(Referring expression data)
::::

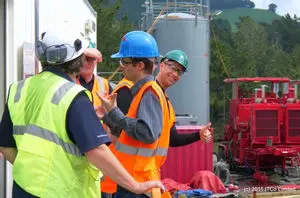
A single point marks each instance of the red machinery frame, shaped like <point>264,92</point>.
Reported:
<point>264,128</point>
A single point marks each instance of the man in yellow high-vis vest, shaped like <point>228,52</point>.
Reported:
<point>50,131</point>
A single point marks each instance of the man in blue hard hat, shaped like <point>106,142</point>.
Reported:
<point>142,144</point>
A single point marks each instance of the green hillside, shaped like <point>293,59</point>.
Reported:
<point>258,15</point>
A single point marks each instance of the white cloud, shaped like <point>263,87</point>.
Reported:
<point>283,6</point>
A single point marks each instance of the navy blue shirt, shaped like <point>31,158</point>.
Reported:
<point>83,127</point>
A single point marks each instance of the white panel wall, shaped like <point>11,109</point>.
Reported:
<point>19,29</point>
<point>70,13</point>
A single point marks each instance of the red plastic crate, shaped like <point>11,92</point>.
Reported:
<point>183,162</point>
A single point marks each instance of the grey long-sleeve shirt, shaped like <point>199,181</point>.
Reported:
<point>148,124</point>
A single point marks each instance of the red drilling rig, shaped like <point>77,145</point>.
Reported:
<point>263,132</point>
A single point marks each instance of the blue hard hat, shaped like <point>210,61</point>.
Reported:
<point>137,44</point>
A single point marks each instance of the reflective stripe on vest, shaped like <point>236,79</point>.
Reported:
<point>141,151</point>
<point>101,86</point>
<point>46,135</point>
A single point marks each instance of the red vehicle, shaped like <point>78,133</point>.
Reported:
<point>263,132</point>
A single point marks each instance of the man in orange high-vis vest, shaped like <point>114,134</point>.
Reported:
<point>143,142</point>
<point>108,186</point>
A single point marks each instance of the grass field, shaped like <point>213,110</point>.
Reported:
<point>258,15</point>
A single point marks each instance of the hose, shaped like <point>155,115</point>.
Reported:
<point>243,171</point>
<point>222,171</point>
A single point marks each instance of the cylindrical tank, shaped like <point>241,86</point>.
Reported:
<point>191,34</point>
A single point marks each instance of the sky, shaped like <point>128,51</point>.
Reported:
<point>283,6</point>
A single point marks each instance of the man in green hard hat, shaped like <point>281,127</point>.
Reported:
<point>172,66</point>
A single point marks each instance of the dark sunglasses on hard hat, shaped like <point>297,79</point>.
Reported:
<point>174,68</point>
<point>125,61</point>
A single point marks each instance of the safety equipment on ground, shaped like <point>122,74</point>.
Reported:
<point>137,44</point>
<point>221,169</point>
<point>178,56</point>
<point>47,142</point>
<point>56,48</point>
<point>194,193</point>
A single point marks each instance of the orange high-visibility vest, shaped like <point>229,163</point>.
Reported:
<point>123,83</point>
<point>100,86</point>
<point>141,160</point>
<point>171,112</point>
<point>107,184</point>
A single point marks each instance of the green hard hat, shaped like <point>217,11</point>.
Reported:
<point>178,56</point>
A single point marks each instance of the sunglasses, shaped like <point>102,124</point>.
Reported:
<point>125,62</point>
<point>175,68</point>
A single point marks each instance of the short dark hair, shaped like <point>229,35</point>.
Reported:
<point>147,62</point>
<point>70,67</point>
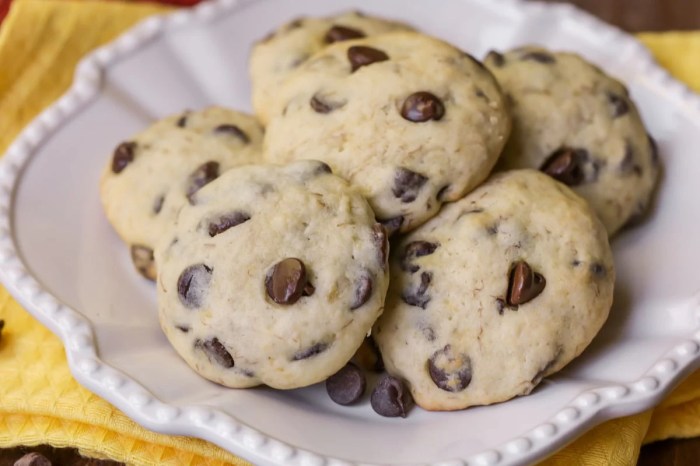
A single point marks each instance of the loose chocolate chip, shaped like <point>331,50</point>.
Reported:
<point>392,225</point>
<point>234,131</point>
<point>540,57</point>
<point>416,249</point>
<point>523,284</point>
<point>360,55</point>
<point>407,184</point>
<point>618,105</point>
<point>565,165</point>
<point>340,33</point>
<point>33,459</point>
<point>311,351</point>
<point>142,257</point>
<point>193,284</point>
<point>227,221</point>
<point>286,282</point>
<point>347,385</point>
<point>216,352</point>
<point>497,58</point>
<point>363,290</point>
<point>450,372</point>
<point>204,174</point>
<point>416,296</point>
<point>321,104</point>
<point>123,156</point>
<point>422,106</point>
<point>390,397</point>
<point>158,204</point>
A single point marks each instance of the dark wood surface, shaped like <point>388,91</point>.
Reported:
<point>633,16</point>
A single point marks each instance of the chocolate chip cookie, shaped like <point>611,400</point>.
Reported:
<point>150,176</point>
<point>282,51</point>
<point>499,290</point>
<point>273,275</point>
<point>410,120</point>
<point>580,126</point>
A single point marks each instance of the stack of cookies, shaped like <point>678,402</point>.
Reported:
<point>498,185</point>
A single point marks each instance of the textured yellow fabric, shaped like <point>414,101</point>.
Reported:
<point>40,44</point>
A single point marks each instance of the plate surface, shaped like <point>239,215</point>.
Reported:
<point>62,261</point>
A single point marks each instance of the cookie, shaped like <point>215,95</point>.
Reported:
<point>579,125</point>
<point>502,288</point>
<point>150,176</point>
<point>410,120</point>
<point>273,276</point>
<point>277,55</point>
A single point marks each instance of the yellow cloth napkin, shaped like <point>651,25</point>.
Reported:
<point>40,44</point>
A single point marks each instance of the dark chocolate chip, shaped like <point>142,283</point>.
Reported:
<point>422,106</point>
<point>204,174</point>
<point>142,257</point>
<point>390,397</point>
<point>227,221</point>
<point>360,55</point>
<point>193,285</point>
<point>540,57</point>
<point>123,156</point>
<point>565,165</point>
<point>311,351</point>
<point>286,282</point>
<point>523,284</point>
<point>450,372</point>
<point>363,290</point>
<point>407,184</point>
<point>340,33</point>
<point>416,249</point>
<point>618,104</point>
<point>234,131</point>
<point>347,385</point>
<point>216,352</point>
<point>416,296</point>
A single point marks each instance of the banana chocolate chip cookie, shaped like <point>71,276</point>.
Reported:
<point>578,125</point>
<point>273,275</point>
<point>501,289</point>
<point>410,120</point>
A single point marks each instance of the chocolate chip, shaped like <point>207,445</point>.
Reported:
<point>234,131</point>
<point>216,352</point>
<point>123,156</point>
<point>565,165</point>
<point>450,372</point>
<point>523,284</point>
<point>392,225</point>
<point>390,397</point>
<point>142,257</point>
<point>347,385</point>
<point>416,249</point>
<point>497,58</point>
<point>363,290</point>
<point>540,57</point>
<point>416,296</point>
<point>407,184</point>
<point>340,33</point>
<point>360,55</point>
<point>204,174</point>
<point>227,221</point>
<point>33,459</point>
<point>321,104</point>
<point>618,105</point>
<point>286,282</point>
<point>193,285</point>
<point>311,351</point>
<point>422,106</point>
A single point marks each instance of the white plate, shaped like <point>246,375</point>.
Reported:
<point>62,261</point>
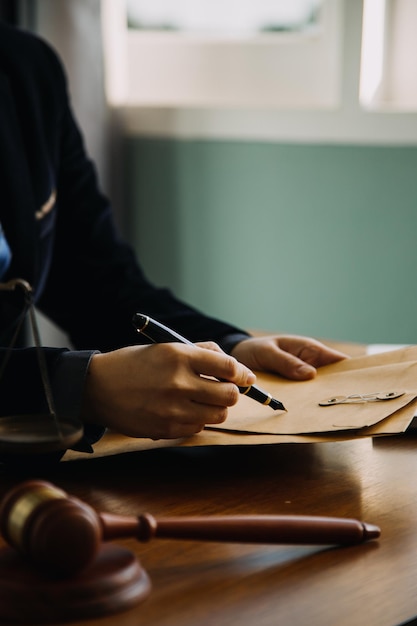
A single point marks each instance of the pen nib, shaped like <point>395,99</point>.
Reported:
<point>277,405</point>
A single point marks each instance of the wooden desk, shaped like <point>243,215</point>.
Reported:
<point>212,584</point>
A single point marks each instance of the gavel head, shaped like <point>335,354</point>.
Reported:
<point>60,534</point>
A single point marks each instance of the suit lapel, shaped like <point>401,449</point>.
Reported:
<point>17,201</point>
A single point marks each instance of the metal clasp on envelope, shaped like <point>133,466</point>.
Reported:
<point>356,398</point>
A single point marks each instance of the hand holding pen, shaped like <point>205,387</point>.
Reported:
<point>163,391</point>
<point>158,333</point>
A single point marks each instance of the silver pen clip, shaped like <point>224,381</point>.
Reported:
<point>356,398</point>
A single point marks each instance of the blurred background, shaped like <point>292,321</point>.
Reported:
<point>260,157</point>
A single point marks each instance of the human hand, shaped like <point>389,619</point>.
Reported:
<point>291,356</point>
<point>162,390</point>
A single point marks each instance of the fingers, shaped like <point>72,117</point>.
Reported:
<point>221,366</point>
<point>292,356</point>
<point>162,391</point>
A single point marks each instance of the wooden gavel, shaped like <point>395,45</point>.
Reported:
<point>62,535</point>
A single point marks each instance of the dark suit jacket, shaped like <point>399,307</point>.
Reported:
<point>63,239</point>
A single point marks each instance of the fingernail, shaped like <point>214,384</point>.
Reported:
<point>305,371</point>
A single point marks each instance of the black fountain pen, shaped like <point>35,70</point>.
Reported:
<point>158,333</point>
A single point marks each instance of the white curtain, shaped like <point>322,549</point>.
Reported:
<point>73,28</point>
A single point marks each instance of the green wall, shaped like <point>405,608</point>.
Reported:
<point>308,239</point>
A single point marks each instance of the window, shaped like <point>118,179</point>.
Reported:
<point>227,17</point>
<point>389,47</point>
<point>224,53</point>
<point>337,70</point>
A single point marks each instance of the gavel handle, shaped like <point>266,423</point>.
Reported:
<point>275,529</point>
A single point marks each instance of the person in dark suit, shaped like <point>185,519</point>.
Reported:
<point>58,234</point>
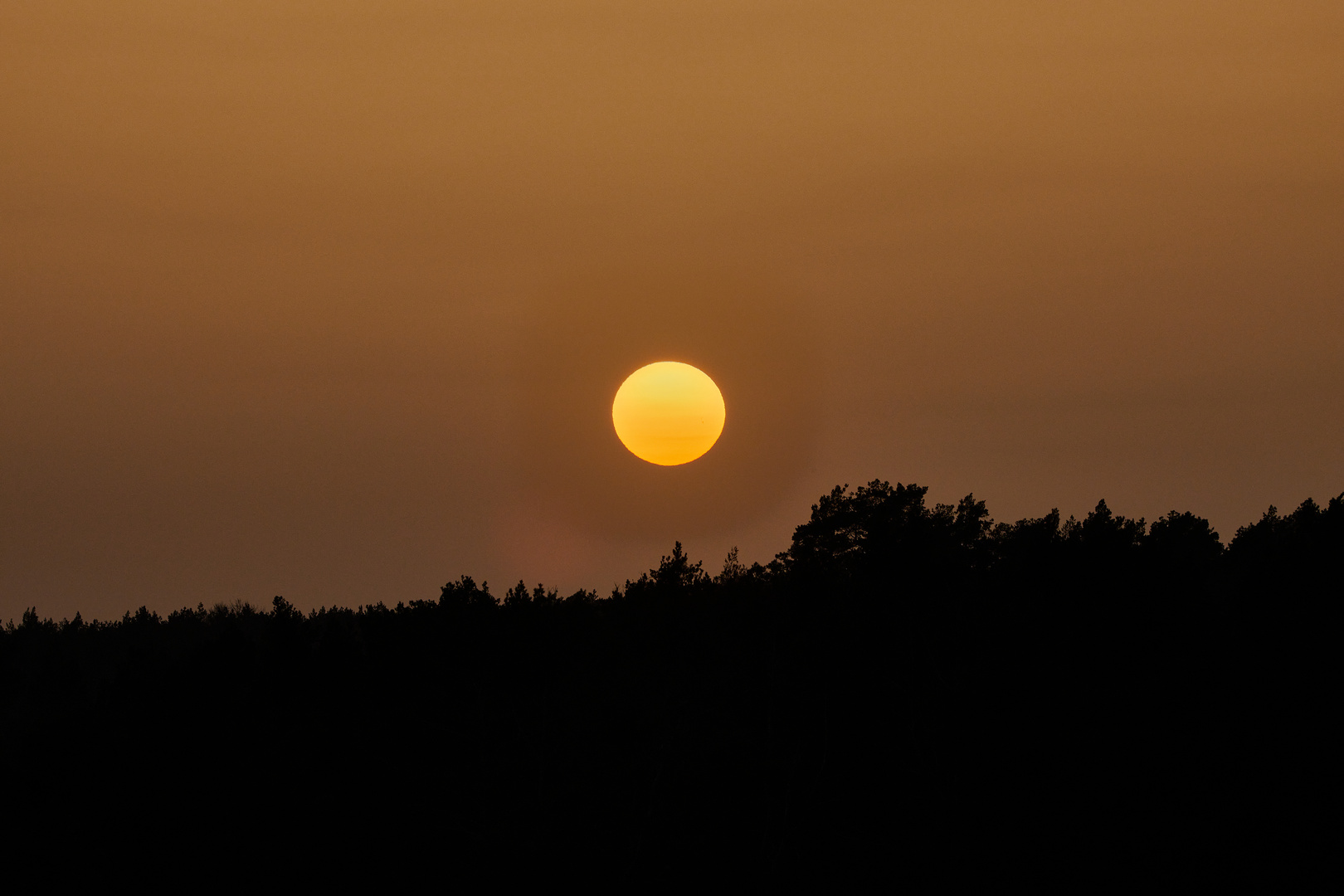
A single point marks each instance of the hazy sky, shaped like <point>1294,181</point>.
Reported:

::::

### [EXERCISE REQUIREMENTS]
Copy out the lines of the records above in which the string "orange" appears.

### [RESULT]
A single point marks each instance of the man in orange high-vis vest, shaped like <point>114,134</point>.
A single point marks each instance of the orange high-visibility vest, shaped like <point>229,163</point>.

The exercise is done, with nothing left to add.